**GIVEN INSTRUCTION:** Reproduce the material verbatim, starting at its first line and ending with the line that contains "[[99,65],[92,63],[87,64],[87,71],[98,71]]", inclusive.

[Rows from a dataset]
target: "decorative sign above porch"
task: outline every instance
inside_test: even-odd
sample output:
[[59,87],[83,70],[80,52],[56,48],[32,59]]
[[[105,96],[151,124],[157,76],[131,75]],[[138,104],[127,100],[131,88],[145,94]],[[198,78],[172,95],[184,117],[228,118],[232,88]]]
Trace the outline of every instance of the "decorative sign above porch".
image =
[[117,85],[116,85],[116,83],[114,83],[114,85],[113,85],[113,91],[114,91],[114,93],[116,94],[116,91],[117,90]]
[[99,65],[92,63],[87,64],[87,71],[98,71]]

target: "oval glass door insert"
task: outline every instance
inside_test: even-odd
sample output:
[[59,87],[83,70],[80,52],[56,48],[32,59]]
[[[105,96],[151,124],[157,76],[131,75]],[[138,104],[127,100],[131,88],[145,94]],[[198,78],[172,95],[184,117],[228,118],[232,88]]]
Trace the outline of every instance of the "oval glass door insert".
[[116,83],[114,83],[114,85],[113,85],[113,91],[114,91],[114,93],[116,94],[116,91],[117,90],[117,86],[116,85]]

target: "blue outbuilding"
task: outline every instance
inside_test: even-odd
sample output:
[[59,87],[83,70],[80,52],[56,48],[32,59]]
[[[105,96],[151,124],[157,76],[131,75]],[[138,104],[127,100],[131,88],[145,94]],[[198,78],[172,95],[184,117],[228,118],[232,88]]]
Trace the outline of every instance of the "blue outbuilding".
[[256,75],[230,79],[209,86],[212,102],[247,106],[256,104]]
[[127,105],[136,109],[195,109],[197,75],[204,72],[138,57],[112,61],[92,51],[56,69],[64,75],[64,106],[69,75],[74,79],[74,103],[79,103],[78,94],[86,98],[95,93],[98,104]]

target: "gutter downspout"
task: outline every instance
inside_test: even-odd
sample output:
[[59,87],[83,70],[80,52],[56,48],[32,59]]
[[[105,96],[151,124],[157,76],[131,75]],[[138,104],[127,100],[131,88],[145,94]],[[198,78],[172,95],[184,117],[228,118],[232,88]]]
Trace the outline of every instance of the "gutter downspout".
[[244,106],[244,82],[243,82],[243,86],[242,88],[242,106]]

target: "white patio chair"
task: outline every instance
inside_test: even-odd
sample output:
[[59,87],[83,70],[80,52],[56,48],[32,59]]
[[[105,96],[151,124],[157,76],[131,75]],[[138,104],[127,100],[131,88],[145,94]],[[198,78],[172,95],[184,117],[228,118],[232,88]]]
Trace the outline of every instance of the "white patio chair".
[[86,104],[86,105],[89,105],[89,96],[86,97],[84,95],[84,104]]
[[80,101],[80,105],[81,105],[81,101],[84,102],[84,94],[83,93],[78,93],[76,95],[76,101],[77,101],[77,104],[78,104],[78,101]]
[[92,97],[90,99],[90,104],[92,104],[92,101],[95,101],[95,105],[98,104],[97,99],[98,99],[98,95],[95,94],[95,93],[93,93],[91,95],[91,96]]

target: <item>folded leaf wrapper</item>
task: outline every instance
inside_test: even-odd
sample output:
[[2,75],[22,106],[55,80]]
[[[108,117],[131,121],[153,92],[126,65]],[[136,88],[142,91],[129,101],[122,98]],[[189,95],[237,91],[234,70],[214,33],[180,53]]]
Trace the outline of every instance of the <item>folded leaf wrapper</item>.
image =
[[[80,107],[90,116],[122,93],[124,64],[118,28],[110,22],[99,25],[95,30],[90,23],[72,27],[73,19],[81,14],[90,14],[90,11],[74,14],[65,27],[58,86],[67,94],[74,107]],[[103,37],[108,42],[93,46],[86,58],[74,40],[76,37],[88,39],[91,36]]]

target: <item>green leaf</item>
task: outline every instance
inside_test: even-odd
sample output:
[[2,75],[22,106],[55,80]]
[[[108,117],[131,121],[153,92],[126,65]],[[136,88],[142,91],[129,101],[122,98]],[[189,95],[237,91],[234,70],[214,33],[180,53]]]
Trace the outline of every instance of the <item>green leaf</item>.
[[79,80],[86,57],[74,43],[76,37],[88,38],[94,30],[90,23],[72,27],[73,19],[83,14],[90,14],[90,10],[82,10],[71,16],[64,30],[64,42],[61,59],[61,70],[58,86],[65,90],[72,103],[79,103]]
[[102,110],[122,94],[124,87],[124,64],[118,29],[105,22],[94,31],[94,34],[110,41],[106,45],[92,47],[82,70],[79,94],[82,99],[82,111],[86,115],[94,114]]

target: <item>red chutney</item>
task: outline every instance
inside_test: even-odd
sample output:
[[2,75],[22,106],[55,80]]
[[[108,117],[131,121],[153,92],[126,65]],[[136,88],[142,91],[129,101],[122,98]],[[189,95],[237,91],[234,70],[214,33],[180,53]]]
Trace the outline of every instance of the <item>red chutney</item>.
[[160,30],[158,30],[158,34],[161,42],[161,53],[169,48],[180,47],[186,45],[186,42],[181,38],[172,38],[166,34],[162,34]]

**SOLUTION TO THIS TASK:**
target: "decorative sign above porch"
task: outline every instance
inside_test: even-odd
sample output:
[[59,87],[83,70],[80,52],[56,48],[32,59]]
[[[105,96],[151,124],[157,76],[131,75]],[[138,104],[127,100],[131,88],[145,94]],[[198,78],[172,95],[184,117],[228,118],[232,88]]]
Trace the outline of every instance of the "decorative sign above porch".
image =
[[117,85],[116,85],[116,83],[114,83],[114,85],[113,85],[113,91],[114,91],[114,93],[116,94],[116,91],[117,90]]
[[99,65],[92,63],[87,64],[87,71],[98,71]]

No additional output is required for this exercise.